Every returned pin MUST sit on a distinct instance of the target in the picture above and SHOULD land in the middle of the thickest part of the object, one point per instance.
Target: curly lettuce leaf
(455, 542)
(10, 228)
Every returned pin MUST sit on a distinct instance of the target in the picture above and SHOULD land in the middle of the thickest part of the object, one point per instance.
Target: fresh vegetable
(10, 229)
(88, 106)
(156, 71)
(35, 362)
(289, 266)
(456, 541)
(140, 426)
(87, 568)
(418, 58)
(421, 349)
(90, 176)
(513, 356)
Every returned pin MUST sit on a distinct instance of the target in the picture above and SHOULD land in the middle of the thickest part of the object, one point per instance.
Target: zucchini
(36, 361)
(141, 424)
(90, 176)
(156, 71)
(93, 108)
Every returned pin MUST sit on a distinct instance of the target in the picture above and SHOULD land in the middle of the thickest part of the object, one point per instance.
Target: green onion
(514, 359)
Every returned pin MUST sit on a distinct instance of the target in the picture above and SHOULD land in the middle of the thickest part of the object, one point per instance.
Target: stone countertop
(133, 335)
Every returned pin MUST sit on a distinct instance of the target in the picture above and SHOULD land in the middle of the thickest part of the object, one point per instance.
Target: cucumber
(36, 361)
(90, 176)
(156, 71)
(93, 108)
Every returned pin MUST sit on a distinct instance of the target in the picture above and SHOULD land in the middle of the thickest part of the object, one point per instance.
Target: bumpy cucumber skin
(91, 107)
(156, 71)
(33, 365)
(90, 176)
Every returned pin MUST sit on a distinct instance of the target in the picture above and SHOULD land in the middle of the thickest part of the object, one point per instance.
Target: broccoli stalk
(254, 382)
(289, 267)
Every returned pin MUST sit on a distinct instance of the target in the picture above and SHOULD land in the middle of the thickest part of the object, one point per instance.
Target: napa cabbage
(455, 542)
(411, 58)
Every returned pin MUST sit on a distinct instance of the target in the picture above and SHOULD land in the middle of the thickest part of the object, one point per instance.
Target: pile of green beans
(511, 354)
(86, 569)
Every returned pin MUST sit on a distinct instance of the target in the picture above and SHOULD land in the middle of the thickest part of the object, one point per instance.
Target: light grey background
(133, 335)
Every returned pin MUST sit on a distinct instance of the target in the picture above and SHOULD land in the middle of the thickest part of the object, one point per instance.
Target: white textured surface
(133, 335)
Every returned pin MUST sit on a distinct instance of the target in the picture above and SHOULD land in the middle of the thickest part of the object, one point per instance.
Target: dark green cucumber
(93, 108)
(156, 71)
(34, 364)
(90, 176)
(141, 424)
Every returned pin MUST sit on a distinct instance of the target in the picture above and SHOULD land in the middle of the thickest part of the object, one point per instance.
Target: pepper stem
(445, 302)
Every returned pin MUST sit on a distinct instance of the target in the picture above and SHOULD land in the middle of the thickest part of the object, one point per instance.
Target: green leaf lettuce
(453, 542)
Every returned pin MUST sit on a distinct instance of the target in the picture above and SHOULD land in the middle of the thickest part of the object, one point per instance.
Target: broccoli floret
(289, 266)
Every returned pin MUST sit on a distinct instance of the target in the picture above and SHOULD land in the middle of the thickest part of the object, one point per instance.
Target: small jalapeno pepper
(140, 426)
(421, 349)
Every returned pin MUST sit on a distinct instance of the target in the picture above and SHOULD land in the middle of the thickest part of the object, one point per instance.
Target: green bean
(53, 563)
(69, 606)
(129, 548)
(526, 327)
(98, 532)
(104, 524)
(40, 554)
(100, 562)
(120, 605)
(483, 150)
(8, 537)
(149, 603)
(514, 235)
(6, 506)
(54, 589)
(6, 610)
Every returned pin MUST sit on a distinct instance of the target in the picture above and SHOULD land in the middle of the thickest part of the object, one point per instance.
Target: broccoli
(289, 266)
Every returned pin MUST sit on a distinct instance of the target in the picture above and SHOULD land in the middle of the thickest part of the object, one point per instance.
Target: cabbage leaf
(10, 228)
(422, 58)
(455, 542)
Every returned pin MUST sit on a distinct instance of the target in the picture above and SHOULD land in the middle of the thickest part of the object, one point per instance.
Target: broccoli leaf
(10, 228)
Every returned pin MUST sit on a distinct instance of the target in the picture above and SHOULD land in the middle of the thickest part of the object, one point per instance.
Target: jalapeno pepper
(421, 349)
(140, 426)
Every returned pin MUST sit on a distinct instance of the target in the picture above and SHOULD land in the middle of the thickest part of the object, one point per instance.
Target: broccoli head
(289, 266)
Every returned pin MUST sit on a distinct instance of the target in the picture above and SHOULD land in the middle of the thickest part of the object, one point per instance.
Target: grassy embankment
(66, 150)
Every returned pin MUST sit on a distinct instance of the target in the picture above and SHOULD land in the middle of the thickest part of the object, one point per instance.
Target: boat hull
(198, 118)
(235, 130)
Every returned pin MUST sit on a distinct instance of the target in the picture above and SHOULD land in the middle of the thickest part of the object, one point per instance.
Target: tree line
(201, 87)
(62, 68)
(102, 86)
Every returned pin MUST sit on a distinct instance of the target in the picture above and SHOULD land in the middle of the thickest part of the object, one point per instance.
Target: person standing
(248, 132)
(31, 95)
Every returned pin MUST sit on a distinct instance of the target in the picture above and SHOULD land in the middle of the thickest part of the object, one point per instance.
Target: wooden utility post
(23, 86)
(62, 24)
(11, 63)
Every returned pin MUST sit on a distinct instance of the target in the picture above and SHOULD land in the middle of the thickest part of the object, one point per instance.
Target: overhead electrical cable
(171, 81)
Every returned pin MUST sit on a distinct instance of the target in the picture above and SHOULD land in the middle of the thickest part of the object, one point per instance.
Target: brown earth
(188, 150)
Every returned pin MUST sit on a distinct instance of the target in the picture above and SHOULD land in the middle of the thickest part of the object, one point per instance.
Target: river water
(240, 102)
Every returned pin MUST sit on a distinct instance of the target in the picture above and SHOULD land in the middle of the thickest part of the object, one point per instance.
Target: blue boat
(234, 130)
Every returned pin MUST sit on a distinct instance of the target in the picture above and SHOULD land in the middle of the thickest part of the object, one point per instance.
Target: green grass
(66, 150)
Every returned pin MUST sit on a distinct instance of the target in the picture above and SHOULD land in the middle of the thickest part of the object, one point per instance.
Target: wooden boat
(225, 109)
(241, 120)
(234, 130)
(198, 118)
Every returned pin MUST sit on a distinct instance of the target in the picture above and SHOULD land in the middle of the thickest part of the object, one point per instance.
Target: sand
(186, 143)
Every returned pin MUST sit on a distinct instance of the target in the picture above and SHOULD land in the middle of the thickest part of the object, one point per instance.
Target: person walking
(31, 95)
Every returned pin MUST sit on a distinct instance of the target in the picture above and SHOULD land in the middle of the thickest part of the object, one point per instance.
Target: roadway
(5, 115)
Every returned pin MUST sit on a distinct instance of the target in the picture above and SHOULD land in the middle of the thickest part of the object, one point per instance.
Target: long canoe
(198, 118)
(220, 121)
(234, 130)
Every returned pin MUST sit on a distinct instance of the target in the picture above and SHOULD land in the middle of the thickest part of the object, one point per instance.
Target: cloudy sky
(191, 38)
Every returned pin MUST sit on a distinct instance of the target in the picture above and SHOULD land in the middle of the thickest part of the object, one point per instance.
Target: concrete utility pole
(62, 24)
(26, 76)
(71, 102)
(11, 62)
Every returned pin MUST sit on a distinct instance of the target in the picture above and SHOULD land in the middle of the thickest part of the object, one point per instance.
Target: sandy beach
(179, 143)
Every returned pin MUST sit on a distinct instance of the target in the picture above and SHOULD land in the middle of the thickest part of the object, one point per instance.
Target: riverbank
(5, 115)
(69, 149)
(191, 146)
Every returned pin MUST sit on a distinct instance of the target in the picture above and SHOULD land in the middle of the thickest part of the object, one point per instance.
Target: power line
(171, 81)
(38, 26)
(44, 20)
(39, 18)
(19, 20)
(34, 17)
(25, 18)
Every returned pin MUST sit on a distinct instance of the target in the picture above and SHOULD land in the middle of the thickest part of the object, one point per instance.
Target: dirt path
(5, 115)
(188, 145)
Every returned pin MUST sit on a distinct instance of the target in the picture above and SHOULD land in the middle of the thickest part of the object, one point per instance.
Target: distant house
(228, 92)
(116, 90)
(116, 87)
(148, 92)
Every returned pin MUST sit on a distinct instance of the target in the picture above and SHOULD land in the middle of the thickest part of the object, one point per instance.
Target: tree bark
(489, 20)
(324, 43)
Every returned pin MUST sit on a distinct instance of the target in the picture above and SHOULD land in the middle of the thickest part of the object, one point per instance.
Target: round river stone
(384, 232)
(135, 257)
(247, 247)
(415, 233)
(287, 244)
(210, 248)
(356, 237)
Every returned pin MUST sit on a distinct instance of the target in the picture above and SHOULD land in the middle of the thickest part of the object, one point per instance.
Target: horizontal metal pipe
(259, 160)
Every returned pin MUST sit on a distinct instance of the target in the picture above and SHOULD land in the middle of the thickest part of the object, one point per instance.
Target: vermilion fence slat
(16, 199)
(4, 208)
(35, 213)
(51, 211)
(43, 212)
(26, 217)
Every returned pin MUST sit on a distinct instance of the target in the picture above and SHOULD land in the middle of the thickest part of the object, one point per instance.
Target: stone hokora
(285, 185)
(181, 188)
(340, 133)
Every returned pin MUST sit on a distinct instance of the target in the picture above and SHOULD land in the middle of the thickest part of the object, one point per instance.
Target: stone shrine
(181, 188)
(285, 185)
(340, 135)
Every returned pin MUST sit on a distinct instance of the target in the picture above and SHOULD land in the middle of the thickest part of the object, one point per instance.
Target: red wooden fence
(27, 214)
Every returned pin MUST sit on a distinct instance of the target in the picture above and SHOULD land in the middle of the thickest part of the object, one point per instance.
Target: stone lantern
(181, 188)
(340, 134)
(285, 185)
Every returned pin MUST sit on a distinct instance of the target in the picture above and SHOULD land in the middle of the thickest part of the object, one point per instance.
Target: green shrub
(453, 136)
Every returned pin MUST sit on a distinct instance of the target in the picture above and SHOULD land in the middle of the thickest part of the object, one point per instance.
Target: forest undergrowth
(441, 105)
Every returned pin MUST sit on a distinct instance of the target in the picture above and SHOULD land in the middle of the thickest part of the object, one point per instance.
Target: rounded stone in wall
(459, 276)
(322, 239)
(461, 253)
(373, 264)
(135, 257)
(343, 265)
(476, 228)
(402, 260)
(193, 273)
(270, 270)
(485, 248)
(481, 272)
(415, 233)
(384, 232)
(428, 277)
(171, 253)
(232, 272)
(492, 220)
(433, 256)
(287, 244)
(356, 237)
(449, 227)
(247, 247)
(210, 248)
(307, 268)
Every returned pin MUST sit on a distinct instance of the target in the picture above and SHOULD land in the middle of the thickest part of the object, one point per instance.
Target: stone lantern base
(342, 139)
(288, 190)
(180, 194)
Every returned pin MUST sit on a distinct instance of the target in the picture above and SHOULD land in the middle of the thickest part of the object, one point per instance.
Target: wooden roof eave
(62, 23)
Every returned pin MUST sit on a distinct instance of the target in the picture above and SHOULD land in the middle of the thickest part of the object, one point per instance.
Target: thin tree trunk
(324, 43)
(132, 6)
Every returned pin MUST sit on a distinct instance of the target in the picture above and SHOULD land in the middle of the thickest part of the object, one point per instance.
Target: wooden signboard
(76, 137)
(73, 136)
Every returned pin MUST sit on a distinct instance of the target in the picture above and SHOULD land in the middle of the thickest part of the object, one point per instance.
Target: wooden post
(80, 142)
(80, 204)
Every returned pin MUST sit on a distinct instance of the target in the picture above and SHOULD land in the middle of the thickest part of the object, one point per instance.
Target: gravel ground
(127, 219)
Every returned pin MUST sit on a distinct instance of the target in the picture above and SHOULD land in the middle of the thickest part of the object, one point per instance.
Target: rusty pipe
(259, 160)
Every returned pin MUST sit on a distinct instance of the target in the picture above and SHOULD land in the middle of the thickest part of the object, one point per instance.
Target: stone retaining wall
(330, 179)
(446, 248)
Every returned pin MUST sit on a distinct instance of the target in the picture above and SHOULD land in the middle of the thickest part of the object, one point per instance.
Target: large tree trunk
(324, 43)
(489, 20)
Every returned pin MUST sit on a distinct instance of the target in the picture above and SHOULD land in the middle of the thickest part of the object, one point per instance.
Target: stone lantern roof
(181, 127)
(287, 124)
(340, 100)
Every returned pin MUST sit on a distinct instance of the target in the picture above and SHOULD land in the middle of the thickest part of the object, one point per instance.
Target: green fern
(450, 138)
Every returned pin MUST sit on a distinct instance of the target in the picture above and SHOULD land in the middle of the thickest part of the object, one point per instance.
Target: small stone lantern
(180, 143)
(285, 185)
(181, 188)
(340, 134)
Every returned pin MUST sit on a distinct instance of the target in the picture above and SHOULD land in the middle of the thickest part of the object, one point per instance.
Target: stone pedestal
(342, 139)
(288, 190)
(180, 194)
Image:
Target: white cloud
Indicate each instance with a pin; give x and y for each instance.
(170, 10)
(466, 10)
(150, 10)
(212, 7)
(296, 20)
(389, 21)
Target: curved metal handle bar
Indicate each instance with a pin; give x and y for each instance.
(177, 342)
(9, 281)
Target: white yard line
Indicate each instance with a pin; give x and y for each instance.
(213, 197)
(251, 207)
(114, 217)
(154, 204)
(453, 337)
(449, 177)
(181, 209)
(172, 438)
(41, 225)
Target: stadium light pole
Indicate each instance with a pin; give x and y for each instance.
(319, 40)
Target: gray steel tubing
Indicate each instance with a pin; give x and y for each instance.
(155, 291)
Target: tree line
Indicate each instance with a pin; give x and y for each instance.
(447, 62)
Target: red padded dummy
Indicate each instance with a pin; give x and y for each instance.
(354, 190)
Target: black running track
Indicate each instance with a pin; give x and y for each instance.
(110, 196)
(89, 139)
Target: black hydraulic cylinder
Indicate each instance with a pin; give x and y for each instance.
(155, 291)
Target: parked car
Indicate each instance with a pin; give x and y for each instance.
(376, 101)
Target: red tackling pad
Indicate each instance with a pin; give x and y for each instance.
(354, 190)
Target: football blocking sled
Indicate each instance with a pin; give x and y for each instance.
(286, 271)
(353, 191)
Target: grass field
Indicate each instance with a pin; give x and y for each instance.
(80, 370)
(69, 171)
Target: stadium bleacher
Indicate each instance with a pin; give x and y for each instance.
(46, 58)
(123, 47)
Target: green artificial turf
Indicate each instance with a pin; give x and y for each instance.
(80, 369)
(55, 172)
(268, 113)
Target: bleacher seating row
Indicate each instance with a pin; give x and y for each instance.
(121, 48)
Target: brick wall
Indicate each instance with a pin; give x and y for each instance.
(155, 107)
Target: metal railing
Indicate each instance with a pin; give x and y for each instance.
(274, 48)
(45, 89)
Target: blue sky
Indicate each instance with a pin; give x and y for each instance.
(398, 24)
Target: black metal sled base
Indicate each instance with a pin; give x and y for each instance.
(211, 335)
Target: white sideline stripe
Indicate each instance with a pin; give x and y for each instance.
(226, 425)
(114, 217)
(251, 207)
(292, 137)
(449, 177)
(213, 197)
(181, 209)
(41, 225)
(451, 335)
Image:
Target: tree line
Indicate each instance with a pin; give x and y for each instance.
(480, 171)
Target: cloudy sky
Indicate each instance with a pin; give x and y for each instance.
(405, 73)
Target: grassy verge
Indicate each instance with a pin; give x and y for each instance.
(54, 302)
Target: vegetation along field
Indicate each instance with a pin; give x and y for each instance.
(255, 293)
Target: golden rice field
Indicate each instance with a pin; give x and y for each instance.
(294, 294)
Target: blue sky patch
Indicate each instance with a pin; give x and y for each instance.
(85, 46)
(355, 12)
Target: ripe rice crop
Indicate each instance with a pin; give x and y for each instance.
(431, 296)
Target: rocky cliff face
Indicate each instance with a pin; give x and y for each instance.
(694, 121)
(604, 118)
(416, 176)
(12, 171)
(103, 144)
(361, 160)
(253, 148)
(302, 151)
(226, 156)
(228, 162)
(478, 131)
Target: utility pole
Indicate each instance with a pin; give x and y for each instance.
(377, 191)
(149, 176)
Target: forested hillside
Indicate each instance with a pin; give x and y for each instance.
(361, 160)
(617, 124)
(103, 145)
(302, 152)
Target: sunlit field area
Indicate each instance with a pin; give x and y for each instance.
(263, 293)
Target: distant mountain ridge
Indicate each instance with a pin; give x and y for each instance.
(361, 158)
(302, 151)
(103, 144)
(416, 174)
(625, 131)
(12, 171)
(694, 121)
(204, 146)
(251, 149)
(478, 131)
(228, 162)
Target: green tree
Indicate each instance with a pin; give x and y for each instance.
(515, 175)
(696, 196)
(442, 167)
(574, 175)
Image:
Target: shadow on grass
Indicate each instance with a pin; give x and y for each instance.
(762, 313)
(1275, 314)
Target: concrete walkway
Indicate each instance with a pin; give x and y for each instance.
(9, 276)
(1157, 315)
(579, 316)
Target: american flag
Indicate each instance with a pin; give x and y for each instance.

################

Work task -
Filter the data, keeping only the lines that contain "bleacher".

Answer to the exercise -
Target: stadium bleacher
Target: bleacher seating row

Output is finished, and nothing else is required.